199. Binary Tree Right Side View

Given a binary tree, imagine yourself standing on therightside of it, return the values of the nodes you can see ordered from top to bottom.

For example:
Given the following binary tree,

   1            <---
 /   \
2     3         <---
 \     \
  5     4       <---

You should return[1, 3, 4].

Analysis:

BFS level order traversal, right side view basically means last element at each level, which is when count == 0, we add that "current tree node" into returnlist.

Complexity:

Time: O(N)

Space: O(logn)

Code:

/**
 * Definition for a binary tree node.
 * public class TreeNode {
 *     int val;
 *     TreeNode left;
 *     TreeNode right;
 *     TreeNode(int x) { val = x; }
 * }
 */
public class Solution {
    public List<Integer> rightSideView(TreeNode root) {
        List<Integer> returnList = new ArrayList<Integer>();
        if(root == null)
        {
            return returnList;
        }

        Deque<TreeNode> queue = new LinkedList<TreeNode>();
        queue.offer(root);
        int count = 1;
        while(!queue.isEmpty())
        {
            TreeNode cur = queue.poll();
            count--;

            if(cur.left != null)
            {
                queue.offer(cur.left);
            }
            if(cur.right != null){
                queue.offer(cur.right);
            }
            if(count == 0){
                returnList.add(cur.val);
                count = queue.size();
            }
        }
        return returnList;
    }
}

[Task brief]:
From the text on the right side view of a binary tree, reproduce the passage starting with "Deque<TreeNode> queue = new" and going on through "if(cur.left != null)".

Rows of box annotation data
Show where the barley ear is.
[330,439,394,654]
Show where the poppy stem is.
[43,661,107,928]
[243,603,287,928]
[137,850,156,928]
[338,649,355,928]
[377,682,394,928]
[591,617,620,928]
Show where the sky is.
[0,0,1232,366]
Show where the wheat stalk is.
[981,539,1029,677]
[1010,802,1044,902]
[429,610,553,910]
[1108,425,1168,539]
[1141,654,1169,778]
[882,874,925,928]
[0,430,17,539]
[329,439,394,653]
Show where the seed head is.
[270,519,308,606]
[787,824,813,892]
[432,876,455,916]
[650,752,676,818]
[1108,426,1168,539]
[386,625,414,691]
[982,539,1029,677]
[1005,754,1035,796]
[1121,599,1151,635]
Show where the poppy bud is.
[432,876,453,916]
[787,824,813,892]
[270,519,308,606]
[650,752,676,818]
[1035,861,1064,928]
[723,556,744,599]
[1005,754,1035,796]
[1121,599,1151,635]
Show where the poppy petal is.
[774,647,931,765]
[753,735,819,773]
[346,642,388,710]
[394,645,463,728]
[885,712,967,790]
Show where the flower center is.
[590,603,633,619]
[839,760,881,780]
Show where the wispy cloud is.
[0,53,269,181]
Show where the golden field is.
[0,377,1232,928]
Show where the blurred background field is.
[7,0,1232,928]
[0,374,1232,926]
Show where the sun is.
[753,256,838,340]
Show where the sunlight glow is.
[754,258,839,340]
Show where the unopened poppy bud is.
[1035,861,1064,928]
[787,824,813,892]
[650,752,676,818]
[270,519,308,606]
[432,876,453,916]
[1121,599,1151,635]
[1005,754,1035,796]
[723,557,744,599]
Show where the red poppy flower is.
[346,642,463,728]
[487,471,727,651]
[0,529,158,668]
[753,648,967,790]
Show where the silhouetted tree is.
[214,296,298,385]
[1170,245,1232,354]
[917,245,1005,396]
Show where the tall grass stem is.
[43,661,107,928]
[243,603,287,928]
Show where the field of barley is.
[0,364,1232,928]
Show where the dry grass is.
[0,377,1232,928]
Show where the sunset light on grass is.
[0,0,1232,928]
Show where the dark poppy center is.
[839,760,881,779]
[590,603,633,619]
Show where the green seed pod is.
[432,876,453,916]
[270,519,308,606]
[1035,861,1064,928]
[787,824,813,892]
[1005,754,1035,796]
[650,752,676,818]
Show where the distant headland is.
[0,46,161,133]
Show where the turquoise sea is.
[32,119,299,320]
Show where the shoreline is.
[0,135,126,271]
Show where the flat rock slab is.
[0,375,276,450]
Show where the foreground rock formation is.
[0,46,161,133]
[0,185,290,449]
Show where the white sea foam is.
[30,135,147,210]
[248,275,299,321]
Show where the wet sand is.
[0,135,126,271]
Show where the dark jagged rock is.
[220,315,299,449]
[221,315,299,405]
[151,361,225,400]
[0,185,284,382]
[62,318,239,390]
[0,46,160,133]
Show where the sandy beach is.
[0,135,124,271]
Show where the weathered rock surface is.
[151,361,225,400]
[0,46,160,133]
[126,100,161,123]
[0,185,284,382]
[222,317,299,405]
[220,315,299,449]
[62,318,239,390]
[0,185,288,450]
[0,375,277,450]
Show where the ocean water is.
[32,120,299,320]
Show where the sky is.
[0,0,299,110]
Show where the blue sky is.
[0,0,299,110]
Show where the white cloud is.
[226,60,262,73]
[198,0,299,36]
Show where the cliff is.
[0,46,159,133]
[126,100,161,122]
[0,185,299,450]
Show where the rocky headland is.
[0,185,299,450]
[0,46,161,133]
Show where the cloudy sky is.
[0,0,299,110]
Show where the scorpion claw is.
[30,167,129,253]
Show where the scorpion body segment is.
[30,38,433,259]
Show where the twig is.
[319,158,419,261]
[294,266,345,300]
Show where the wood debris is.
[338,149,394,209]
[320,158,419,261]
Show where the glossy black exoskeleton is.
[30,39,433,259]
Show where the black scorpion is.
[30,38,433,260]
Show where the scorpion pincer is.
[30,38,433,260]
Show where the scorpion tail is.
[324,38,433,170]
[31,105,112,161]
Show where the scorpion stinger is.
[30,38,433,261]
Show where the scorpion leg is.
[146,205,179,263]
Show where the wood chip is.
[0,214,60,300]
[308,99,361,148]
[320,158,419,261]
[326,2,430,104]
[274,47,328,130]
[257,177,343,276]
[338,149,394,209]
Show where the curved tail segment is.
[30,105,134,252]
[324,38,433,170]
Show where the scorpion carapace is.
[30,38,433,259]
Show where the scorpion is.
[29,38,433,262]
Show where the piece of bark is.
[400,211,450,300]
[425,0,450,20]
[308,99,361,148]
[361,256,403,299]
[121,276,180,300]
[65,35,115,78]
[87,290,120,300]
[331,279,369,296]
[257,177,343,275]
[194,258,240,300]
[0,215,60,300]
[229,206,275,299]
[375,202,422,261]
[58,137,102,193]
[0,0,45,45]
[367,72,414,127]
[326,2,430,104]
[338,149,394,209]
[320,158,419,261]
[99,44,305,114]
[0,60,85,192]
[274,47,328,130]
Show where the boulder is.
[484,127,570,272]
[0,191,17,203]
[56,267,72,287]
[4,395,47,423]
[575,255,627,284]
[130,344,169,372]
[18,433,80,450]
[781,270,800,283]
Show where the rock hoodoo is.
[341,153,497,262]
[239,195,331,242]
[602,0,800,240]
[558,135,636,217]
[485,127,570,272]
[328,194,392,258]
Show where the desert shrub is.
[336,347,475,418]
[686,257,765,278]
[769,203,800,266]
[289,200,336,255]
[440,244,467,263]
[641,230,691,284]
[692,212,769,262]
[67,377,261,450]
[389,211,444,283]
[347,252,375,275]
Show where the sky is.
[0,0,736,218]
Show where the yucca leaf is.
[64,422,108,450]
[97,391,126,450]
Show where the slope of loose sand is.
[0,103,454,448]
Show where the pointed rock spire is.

[Correct response]:
Deque<TreeNode> queue = new LinkedList<TreeNode>();
        queue.offer(root);
        int count = 1;
        while(!queue.isEmpty())
        {
            TreeNode cur = queue.poll();
            count--;

            if(cur.left != null)